==== Given entries ====

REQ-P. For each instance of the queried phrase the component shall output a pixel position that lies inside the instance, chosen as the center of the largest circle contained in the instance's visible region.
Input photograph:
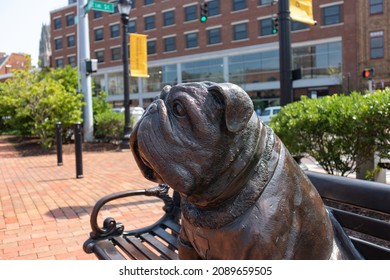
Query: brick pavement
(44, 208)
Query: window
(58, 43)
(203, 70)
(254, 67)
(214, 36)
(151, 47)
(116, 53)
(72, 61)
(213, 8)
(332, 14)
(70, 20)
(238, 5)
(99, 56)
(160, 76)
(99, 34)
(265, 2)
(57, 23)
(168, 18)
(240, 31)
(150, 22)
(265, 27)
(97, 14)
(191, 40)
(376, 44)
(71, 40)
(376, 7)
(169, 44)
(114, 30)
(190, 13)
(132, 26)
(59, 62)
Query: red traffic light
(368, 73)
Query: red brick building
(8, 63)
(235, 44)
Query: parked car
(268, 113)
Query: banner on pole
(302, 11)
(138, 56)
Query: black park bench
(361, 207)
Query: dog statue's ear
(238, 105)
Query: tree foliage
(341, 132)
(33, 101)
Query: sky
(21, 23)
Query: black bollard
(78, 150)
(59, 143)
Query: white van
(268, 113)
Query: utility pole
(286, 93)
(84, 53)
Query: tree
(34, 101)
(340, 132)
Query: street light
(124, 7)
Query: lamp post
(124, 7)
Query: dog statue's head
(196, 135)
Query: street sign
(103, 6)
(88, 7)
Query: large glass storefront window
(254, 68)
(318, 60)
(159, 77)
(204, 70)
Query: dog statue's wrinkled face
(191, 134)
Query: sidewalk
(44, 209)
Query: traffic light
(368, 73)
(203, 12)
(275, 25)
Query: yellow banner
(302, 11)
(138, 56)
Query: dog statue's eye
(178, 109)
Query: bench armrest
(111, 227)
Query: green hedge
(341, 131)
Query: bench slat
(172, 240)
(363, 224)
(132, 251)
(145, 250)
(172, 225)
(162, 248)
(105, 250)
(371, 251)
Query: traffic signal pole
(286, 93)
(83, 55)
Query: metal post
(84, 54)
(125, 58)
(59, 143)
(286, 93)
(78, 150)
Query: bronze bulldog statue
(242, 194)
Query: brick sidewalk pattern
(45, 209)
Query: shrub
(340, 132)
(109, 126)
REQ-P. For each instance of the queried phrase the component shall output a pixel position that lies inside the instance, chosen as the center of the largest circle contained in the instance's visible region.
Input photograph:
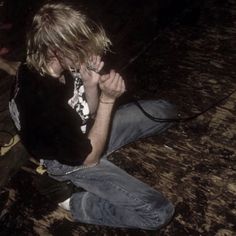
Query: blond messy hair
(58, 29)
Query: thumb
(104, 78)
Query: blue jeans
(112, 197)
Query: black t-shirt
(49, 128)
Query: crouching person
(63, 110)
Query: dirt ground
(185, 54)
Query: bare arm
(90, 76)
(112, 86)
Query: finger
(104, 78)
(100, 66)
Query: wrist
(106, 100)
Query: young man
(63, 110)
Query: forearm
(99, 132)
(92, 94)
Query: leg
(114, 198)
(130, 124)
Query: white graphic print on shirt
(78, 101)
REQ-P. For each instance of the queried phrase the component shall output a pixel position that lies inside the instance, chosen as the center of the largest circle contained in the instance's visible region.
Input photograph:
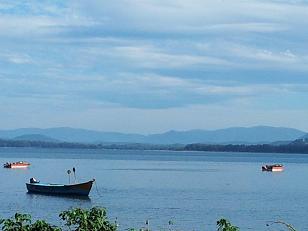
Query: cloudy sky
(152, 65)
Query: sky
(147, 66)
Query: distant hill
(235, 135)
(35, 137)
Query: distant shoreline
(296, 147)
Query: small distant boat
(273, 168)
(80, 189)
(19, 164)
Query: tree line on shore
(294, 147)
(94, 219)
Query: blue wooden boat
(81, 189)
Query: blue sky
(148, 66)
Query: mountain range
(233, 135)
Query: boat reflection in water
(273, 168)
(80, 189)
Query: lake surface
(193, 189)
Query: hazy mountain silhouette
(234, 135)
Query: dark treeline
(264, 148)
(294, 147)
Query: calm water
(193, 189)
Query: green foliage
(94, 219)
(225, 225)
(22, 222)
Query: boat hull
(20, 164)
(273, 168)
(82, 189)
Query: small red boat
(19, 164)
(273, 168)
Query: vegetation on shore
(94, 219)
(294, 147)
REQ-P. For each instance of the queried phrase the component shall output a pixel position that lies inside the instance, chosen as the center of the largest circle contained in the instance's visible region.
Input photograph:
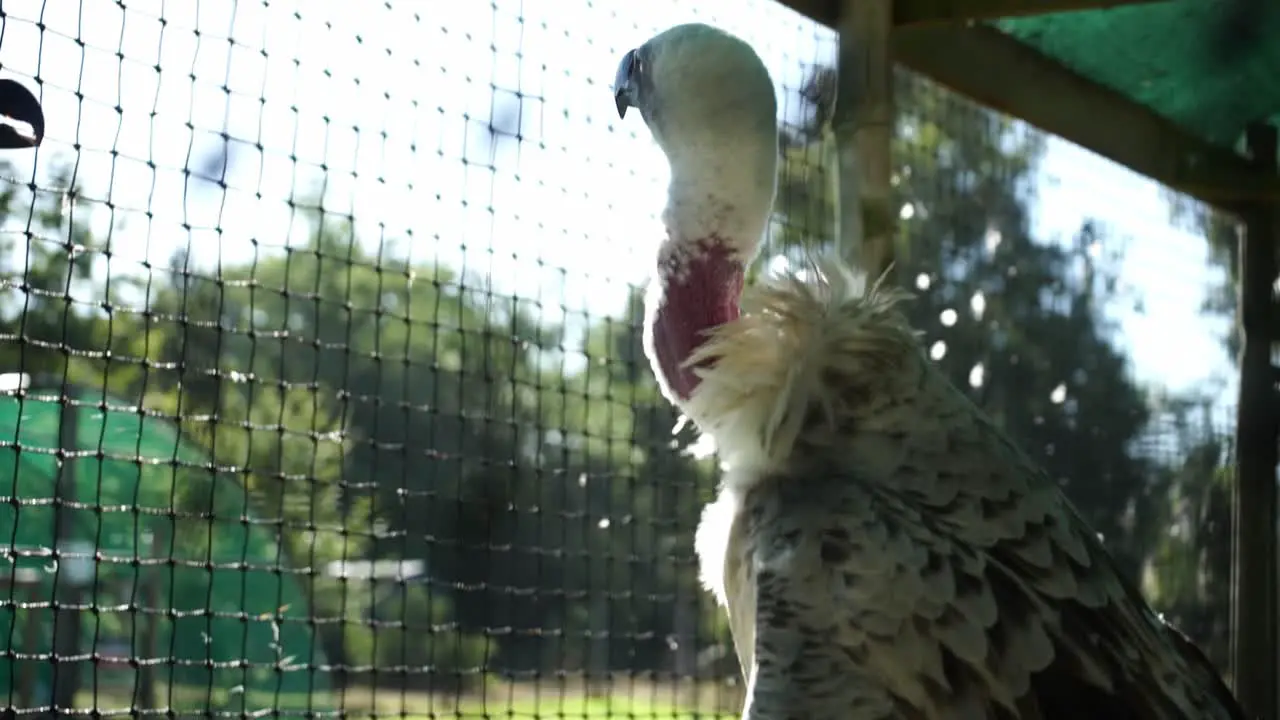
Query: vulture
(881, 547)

====

The answer must restate every entry word for word, with the pictures left out.

REQ-P. For each instance of the queried phrase the component shall output a pixel position that lies inside the instance, chosen as the center of the largest circle contained in the instance's visible region.
Input photograph:
Query: brick pavement
(44, 208)
Query: window
(58, 43)
(203, 70)
(254, 67)
(214, 36)
(151, 47)
(116, 53)
(72, 61)
(213, 8)
(332, 14)
(70, 20)
(238, 5)
(99, 56)
(160, 76)
(99, 34)
(265, 2)
(57, 23)
(168, 18)
(240, 31)
(150, 22)
(265, 27)
(97, 14)
(191, 40)
(376, 44)
(71, 40)
(376, 7)
(169, 44)
(114, 30)
(190, 13)
(132, 26)
(59, 62)
Query: red traffic light
(368, 73)
Query: red brick building
(8, 63)
(235, 44)
Query: parked car
(268, 113)
Query: banner on pole
(302, 11)
(138, 56)
Query: black park bench
(361, 207)
Query: dog statue's ear
(238, 105)
Query: tree foliage
(341, 132)
(33, 101)
Query: sky
(21, 23)
Query: black bollard
(78, 150)
(59, 143)
Query: white van
(268, 113)
Query: utility pole
(286, 93)
(84, 53)
Query: tree
(34, 101)
(340, 132)
Query: street light
(124, 7)
Query: lamp post
(124, 7)
Query: dog statue's head
(196, 135)
Query: street sign
(103, 6)
(88, 7)
Query: large glass storefront window
(254, 68)
(318, 60)
(159, 77)
(204, 70)
Query: dog statue's wrinkled face
(191, 134)
Query: sidewalk
(44, 209)
Query: traffic light
(368, 73)
(203, 12)
(275, 25)
Query: yellow banner
(302, 11)
(138, 56)
Query: dog statue's eye
(178, 109)
Query: bench armrest
(111, 227)
Query: green hedge
(341, 131)
Query: bench slat
(172, 240)
(363, 224)
(132, 251)
(145, 250)
(172, 225)
(162, 248)
(105, 250)
(371, 251)
Query: traffic signal pole
(286, 93)
(83, 55)
Query: metal post
(84, 54)
(125, 58)
(59, 143)
(286, 93)
(78, 150)
Query: bronze bulldog statue
(242, 194)
Query: brick sidewalk pattern
(45, 209)
Query: shrub
(340, 132)
(109, 126)
REQ-P. For each instance of the queried phrase the component shall output a pixel position that lies inside the instance, chosen as the center of the largest circle contained in the instance's visible region.
Input photograph:
Query: blond messy hair
(58, 29)
Query: thumb
(104, 78)
Query: blue jeans
(112, 197)
Query: black t-shirt
(49, 128)
Query: crouching person
(63, 110)
Query: dirt ground
(185, 54)
Query: bare arm
(90, 76)
(112, 86)
Query: finger
(104, 78)
(100, 66)
Query: wrist
(106, 100)
Query: young man
(63, 110)
Query: forearm
(99, 132)
(92, 94)
Query: leg
(114, 198)
(130, 124)
Query: white graphic print on shirt
(78, 101)
REQ-P. For each instance of the queried phrase the component shall output a pixel position that lies inside the instance, chosen as the center of the largest circle contained in the instance's visible region.
Input photograph:
Query: cloudy sky
(152, 65)
Query: sky
(147, 66)
Query: distant hill
(235, 135)
(35, 137)
Query: distant shoreline
(296, 147)
Query: small distant boat
(273, 168)
(80, 189)
(19, 164)
Query: tree line on shore
(294, 147)
(94, 219)
Query: blue wooden boat
(81, 189)
Query: blue sky
(148, 66)
Query: mountain range
(233, 135)
Query: boat reflection in water
(273, 168)
(80, 189)
Query: lake surface
(193, 189)
Query: hazy mountain silhouette
(234, 135)
Query: dark treeline
(264, 148)
(294, 147)
Query: calm water
(193, 189)
Query: green foliage
(94, 219)
(225, 225)
(22, 222)
Query: boat hull
(20, 164)
(273, 168)
(82, 189)
Query: small red boat
(19, 164)
(273, 168)
Query: vegetation on shore
(94, 219)
(294, 147)
REQ-P. For each instance of the queried phrase the component shall output a pixel position that lies inside the instance, chosen as the center of the largest circle contained in the instance's visible region.
Input photograph:
Query: vulture
(881, 547)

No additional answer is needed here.